▶ Aim of the task
Give back every line of the material exactly, as it appears below.

▶ Record excerpts
⁂
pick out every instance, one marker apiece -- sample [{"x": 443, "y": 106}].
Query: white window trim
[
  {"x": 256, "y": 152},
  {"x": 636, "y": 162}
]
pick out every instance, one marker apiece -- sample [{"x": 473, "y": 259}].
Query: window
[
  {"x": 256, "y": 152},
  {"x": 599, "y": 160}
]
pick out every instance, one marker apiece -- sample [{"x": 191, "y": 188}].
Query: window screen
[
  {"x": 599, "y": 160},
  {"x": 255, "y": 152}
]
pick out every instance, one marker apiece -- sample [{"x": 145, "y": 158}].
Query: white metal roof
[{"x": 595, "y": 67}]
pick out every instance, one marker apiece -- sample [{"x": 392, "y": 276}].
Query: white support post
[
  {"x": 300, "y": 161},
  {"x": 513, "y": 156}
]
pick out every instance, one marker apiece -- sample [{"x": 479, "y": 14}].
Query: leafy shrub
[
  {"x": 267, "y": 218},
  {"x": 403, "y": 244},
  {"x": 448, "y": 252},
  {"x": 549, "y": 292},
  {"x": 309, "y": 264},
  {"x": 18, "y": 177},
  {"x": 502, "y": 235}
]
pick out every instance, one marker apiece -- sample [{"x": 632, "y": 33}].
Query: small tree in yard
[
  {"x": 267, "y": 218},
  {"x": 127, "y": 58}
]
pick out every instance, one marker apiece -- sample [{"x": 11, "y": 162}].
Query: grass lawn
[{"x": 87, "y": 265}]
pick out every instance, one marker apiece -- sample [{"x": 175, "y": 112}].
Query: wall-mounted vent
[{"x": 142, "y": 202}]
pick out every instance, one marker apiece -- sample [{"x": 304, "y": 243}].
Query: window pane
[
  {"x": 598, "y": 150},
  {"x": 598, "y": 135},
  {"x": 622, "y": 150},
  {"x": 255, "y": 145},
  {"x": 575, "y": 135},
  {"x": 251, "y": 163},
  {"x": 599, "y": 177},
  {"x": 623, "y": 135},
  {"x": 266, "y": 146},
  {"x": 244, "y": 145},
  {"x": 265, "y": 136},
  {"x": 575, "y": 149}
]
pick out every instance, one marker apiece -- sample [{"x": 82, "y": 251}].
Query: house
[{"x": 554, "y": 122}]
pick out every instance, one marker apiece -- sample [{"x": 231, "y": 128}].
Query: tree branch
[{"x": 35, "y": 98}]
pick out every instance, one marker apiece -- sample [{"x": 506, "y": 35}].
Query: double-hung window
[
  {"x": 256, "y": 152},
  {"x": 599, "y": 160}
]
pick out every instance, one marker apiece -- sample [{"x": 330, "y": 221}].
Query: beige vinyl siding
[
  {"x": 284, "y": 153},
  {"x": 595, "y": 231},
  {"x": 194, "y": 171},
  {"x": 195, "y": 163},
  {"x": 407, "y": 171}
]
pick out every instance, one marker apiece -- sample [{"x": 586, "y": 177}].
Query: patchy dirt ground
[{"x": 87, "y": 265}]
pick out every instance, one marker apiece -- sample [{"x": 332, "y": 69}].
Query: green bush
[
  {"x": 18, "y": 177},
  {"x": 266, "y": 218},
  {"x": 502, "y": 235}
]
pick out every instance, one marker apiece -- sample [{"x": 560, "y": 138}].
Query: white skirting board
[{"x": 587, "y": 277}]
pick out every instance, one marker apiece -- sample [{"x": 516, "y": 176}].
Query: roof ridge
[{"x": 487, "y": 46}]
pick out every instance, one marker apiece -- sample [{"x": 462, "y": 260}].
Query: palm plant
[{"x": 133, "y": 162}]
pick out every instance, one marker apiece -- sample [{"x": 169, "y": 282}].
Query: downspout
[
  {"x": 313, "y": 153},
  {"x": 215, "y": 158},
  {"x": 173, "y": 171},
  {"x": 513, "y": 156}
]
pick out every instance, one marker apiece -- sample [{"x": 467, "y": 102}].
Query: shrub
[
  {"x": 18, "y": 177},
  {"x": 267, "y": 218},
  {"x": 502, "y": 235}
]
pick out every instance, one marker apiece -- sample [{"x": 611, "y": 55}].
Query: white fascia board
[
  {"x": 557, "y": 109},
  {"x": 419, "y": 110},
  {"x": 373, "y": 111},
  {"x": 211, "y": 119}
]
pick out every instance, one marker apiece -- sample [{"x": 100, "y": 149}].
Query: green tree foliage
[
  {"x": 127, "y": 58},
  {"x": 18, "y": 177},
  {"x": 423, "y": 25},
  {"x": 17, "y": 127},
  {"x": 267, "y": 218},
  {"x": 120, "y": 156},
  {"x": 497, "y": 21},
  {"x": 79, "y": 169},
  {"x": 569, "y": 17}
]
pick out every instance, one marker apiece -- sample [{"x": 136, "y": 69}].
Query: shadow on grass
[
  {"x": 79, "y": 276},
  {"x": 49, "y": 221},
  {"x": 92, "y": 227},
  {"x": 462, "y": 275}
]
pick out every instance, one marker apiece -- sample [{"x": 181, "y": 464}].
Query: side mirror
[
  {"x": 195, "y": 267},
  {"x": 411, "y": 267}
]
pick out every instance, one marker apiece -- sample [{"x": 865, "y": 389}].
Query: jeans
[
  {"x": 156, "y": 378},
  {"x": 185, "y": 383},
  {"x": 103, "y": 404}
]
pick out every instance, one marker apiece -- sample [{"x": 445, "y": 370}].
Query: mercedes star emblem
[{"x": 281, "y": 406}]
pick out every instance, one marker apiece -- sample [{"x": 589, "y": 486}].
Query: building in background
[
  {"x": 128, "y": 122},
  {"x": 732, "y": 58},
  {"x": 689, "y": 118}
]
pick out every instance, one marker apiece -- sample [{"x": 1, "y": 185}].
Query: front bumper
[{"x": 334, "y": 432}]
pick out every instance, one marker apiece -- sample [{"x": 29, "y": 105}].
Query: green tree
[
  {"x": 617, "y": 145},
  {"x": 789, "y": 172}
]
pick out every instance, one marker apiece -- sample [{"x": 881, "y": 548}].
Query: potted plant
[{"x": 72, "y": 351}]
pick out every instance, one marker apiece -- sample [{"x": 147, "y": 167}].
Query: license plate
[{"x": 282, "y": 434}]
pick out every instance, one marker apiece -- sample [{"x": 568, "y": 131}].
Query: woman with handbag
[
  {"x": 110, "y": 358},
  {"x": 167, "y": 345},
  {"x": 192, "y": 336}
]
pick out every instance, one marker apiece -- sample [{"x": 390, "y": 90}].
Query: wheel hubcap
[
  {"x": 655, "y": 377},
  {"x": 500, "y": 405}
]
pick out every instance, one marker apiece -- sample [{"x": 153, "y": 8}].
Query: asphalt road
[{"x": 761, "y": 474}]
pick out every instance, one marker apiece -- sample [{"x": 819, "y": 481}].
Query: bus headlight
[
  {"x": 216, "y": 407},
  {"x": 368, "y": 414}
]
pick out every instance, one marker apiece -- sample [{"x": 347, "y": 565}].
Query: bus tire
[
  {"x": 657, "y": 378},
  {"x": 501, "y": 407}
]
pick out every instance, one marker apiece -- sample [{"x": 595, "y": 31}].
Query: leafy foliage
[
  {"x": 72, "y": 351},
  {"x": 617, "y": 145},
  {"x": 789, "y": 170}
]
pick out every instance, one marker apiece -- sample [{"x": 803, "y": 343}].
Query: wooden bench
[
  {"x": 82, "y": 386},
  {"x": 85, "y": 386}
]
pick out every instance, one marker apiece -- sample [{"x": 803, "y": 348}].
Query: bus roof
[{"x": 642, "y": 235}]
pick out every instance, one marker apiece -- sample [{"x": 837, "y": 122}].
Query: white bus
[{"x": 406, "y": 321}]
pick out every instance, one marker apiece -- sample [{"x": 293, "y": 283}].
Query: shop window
⁂
▶ Answer
pick out every instance, one marker apiece -- sample [{"x": 443, "y": 106}].
Query: white window trim
[
  {"x": 256, "y": 152},
  {"x": 636, "y": 162}
]
pick out every instance, one marker apiece -- sample [{"x": 473, "y": 259}].
Query: window
[
  {"x": 256, "y": 152},
  {"x": 599, "y": 160}
]
pick out every instance, one marker apiece -- sample [{"x": 191, "y": 188}].
Query: window screen
[
  {"x": 599, "y": 160},
  {"x": 255, "y": 152}
]
pick out every instance, one marker apiece -- sample [{"x": 145, "y": 158}].
Query: white metal roof
[{"x": 595, "y": 67}]
pick out every instance, one marker apiece -- sample [{"x": 392, "y": 276}].
Query: white support post
[
  {"x": 300, "y": 161},
  {"x": 513, "y": 156}
]
pick out every instance, one marker apiece -- sample [{"x": 479, "y": 14}].
Query: leafy shrub
[
  {"x": 267, "y": 218},
  {"x": 403, "y": 244},
  {"x": 448, "y": 252},
  {"x": 549, "y": 292},
  {"x": 309, "y": 264},
  {"x": 18, "y": 177},
  {"x": 502, "y": 235}
]
pick out every instance, one marker apiece -- sample [{"x": 632, "y": 33}].
Query: small tree in yard
[
  {"x": 267, "y": 218},
  {"x": 127, "y": 58}
]
pick out every instance, one marker apiece -- sample [{"x": 11, "y": 162}].
Query: grass lawn
[{"x": 87, "y": 265}]
pick out every instance, one marker apiece -- sample [{"x": 175, "y": 112}].
Query: wall-mounted vent
[{"x": 142, "y": 202}]
pick out every instance, one marker apiece -- sample [{"x": 304, "y": 243}].
Query: window pane
[
  {"x": 598, "y": 150},
  {"x": 598, "y": 135},
  {"x": 622, "y": 150},
  {"x": 255, "y": 145},
  {"x": 575, "y": 135},
  {"x": 251, "y": 163},
  {"x": 599, "y": 177},
  {"x": 623, "y": 135},
  {"x": 266, "y": 146},
  {"x": 244, "y": 145},
  {"x": 265, "y": 136},
  {"x": 575, "y": 149}
]
pick out every instance, one marker apiece -- sample [{"x": 82, "y": 251}].
Query: house
[{"x": 554, "y": 122}]
pick out every instance, one marker apiece -- sample [{"x": 231, "y": 128}].
Query: tree branch
[{"x": 35, "y": 98}]
pick out every instance, one marker apiece -- sample [{"x": 506, "y": 35}].
Query: double-hung window
[
  {"x": 256, "y": 152},
  {"x": 599, "y": 160}
]
pick out every instance, one marker apiece -- sample [{"x": 330, "y": 221}].
Query: beige vinyl siding
[
  {"x": 284, "y": 153},
  {"x": 595, "y": 231},
  {"x": 194, "y": 171},
  {"x": 195, "y": 163},
  {"x": 407, "y": 171}
]
pick out every instance, one marker apiece -- sample [{"x": 586, "y": 177}].
Query: patchy dirt ground
[{"x": 87, "y": 265}]
pick out every instance, one marker apiece -- sample [{"x": 332, "y": 69}].
Query: green bush
[
  {"x": 18, "y": 177},
  {"x": 266, "y": 218},
  {"x": 502, "y": 235}
]
pick out every instance, one marker apiece -- sample [{"x": 560, "y": 138}].
Query: white skirting board
[{"x": 587, "y": 277}]
pick out every instance, one marker apiece -- sample [{"x": 516, "y": 176}].
Query: roof ridge
[{"x": 487, "y": 46}]
pick out every instance, one marker apiece -- sample [{"x": 462, "y": 260}].
Query: palm plant
[{"x": 133, "y": 162}]
pick out every instance, one marker apiece -- sample [{"x": 169, "y": 282}].
Query: downspout
[
  {"x": 313, "y": 153},
  {"x": 215, "y": 158},
  {"x": 173, "y": 171},
  {"x": 513, "y": 156}
]
pick out every instance, one marker apiece -- sample [{"x": 467, "y": 102}].
Query: shrub
[
  {"x": 18, "y": 177},
  {"x": 267, "y": 218},
  {"x": 502, "y": 235}
]
pick out every instance, one marker apiece -- sample [{"x": 611, "y": 55}].
Query: white fascia board
[
  {"x": 557, "y": 109},
  {"x": 419, "y": 110},
  {"x": 373, "y": 111},
  {"x": 211, "y": 119}
]
pick out every instance, one marker apiece -- sample [{"x": 100, "y": 149}].
Query: green tree foliage
[
  {"x": 127, "y": 58},
  {"x": 18, "y": 177},
  {"x": 423, "y": 25},
  {"x": 17, "y": 127},
  {"x": 267, "y": 218},
  {"x": 120, "y": 156},
  {"x": 497, "y": 21},
  {"x": 79, "y": 169},
  {"x": 569, "y": 17}
]
pick out every instance, one marker apiece -- sample [{"x": 136, "y": 69}].
Query: shadow on grass
[
  {"x": 79, "y": 276},
  {"x": 49, "y": 221},
  {"x": 92, "y": 227},
  {"x": 462, "y": 275}
]
pick out every instance, one marker apiece -- sample [{"x": 181, "y": 464}].
Query: side mirror
[
  {"x": 195, "y": 267},
  {"x": 411, "y": 267}
]
pick out every instance, one marker apiece -- sample [{"x": 865, "y": 389}].
Query: jeans
[
  {"x": 156, "y": 378},
  {"x": 185, "y": 383},
  {"x": 103, "y": 404}
]
pick out every instance, one marker apiece -- sample [{"x": 445, "y": 370}].
Query: mercedes star emblem
[{"x": 281, "y": 406}]
pick out every instance, one marker apiece -- sample [{"x": 589, "y": 486}].
Query: building in background
[
  {"x": 128, "y": 122},
  {"x": 732, "y": 58},
  {"x": 689, "y": 118}
]
pick out every instance, one marker apiece -- sample [{"x": 1, "y": 185}].
Query: front bumper
[{"x": 334, "y": 432}]
pick out every instance, one marker apiece -- sample [{"x": 29, "y": 105}].
Query: green tree
[
  {"x": 617, "y": 145},
  {"x": 789, "y": 172}
]
pick out every instance, one marker apiece -- sample [{"x": 881, "y": 548}].
Query: potted plant
[{"x": 72, "y": 351}]
pick out every instance, one marker apiece -- sample [{"x": 147, "y": 167}].
Query: license plate
[{"x": 282, "y": 434}]
pick out every instance, one marker apiece -- sample [{"x": 568, "y": 131}].
Query: woman with handbag
[
  {"x": 110, "y": 358},
  {"x": 167, "y": 345},
  {"x": 192, "y": 336}
]
pick out every instance, one marker apiece -- sample [{"x": 390, "y": 90}].
Query: wheel hubcap
[
  {"x": 655, "y": 377},
  {"x": 500, "y": 405}
]
pick out every instance, one marker apiece -- sample [{"x": 153, "y": 8}].
Query: asphalt road
[{"x": 761, "y": 474}]
pick out every instance, one marker apiece -- sample [{"x": 819, "y": 481}].
Query: bus headlight
[
  {"x": 216, "y": 407},
  {"x": 368, "y": 414}
]
pick out every instance, one marker apiece -- sample [{"x": 347, "y": 565}].
Query: bus tire
[
  {"x": 657, "y": 378},
  {"x": 501, "y": 407}
]
pick out every instance, one marker apiece -- sample [{"x": 595, "y": 31}].
Query: leafy foliage
[
  {"x": 72, "y": 351},
  {"x": 617, "y": 145},
  {"x": 789, "y": 170}
]
pick out every instance, one marker apiece -- sample [{"x": 803, "y": 343}].
Query: wooden bench
[
  {"x": 82, "y": 386},
  {"x": 85, "y": 386}
]
pick out every instance, one marker apiece -- sample [{"x": 803, "y": 348}].
Query: bus roof
[{"x": 642, "y": 235}]
pick out every instance, one marker apiece -- sample [{"x": 837, "y": 122}].
Query: white bus
[{"x": 406, "y": 321}]
pick out every instance, one marker apiece -- sample [{"x": 293, "y": 283}].
Query: shop window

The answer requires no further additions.